- **Explore the material**
a – Answer these from the pedestrian detection text below, one line each:
(i) At step S202, which patches receive the pedestrian attributes?
(ii) What kinds of layers does the TA-CNN comprise?
(iii) What can be transferred from existing scene data sources without manual annotation?
b – Resume the pedestrian detection text below, picking up after its final sentence.

- **Reading text**
....

Since the methods for learning network parameters and importance coefficients are similar to the previous methods， the description thereof is omitted here for clarity.

The multi-task classification model may be configured to learn a detection task， a pedestrian attribute task and a scene attribute task. In an embodiment， the pedestrian detection results comprise a pedestrian detection score， pedestrian attributes and scene attributes.

Fig. 5 is a schematic flowchart illustrating a pedestrian detection method 2000 consistent with some disclosed embodiments. Hereafter， the method 2000 may be described in detail with respect to Fig. 6.

At the step S201， a plurality of training patches are extracted from predetermined data sources comprising a pedestrian data source and background scene data sources. According to an embodiment， during the extracting process， a plurality of training images first are selected from the pedestrian data source and the background scene data sources. For example， a region proposal method is employed to generate candidate patches from the training images. Whether each of the candidate patches is positive or negative is determined based on a type of the candidate patch. Positive and negative patches are extracted from the generated candidate patches in the P data source and negative patches are extracted from the generated candidate patches in the B data sources.

At the step S202， preset attributes are assigned to the training patches based on types of the training patches. For example， the preset attributes may comprise pedestrian attributes， shared scene attributes and unshared scene attributes. In an embodiment， the pedestrian attributes are assigned to the positive patches from the P data source， and the shared and unshared scene attributes are assigned to the negative patches from the B data sources.

At the step S203， a Task-Assistant Convolutional Neutral Network (TA-CNN) is trained based on the training patches with assigned attributes to generate a multi-task classification model. In an embodiment， the TA-CNN comprises a plurality of convolutional layers， at least one max-pooling layer and at least one fully-connected layer， and wherein each of the max-pooling layers is followed by a corresponding convolutional layer of the convolutional layers.

At the step S204， one or more pedestrians in an input image may be determined based on the generated multi-task classification model. Furthermore， pedestrian detection results are obtained based on the generated multi-task classification model. For example， the pedestrian detection results may comprise a pedestrian detection score， pedestrian attributes and scene attributes. One or more pedestrians in an input image are determined based on the obtained pedestrian detection results.

The multi-task classification model may be configured to learn a detection task， a pedestrian attribute task and a scene attribute task. The pedestrian detection results may comprise a pedestrian detection score， pedestrian attributes and scene attributes.

With the pedestrian detection apparatus and method of the present application， the number of hard negatives can be significantly decreased. Furthermore， the pedestrian attributes and background scene attributes can be predicted simultaneously. By training the multiple tasks from multiple sources using a single TA-CNN， multi-data sources visual gaps can be bridged and meanwhile attribute diversity can be enhanced. The scene attributes can be transferred from existing scene data sources without annotating manually.

....

- **Recorded data**

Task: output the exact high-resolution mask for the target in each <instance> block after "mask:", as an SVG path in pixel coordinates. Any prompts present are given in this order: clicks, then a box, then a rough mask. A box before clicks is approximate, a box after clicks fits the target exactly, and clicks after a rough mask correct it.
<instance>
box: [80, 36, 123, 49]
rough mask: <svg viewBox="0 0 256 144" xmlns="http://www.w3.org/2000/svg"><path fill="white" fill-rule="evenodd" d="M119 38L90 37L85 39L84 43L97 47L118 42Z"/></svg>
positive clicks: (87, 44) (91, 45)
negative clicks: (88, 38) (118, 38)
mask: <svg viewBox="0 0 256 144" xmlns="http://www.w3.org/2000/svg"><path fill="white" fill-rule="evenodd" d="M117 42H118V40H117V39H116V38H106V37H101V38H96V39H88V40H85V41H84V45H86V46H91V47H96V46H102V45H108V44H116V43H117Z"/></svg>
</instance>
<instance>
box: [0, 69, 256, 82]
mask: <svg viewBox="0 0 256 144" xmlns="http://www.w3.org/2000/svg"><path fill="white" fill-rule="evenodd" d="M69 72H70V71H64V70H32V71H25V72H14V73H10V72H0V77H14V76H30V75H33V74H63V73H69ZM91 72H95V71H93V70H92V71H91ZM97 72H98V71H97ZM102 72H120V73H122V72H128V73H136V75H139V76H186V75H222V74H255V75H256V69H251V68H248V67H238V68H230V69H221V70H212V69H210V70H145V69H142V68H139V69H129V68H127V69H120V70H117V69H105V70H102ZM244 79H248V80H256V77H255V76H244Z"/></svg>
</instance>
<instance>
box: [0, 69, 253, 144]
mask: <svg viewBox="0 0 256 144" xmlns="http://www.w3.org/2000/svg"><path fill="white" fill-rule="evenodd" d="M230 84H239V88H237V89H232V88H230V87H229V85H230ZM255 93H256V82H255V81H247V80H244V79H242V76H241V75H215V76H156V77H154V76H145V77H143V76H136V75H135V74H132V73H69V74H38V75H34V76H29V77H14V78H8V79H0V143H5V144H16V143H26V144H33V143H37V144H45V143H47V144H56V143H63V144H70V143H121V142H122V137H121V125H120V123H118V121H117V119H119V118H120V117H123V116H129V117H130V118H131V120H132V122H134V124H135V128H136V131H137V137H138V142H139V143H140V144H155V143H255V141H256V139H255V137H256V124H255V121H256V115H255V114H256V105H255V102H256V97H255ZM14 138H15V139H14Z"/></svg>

....

- **Task-by-task outputs**
a –
(i) The positive patches from the P data source.
(ii) A plurality of convolutional layers, at least one max-pooling layer, and at least one fully-connected layer.
(iii) The scene attributes.

b –
Although the preferred examples of the present invention have been described， those skilled in the art can make variations or modifications to these examples upon knowing the basic inventive concept. The appended claims are intended to be considered as comprising the preferred examples and all the variations or modifications fell into the scope of the present invention.

Obviously， those skilled in the art can make variations or modifications to the present invention without departing the spirit and scope of the present invention. As such， if these variations or modifications belong to the scope of the claims and equivalent technique， they may also fall into the scope of the present invention.

Claims

A pedestrian detection method， comprising：

extracting a plurality of training patches from predetermined data sources comprising a pedestrian data source and background scene data sources；

assigning preset attributes to the training patches based on types of the training patches，

training a neutral network based on the training patches with the assigned preset attributes to generate a multi-task classification model； and

determining one or more pedestrians in an input image based on the generated multi-task classification model.
The pedestrian detection method according to claim 1， wherein the extracting comprises：

selecting a plurality of training images from the pedestrian data source and the background scene data sources；

generating candidate patches from the selected training images；

extracting positive and negative patches from the generated candidate patches in the pedestrian data source， and

extracting negative patches from the generated candidate patches in the background scene data sources.
The pedestrian detection method according to claim 1， wherein the assigning preset attributes comprises：

assigning pedestrian attributes of the preset attributes to the positive patches from the pedestrian data source； and

assigning scene attributes of the preset attributes to the negative patches from the background scene data sources.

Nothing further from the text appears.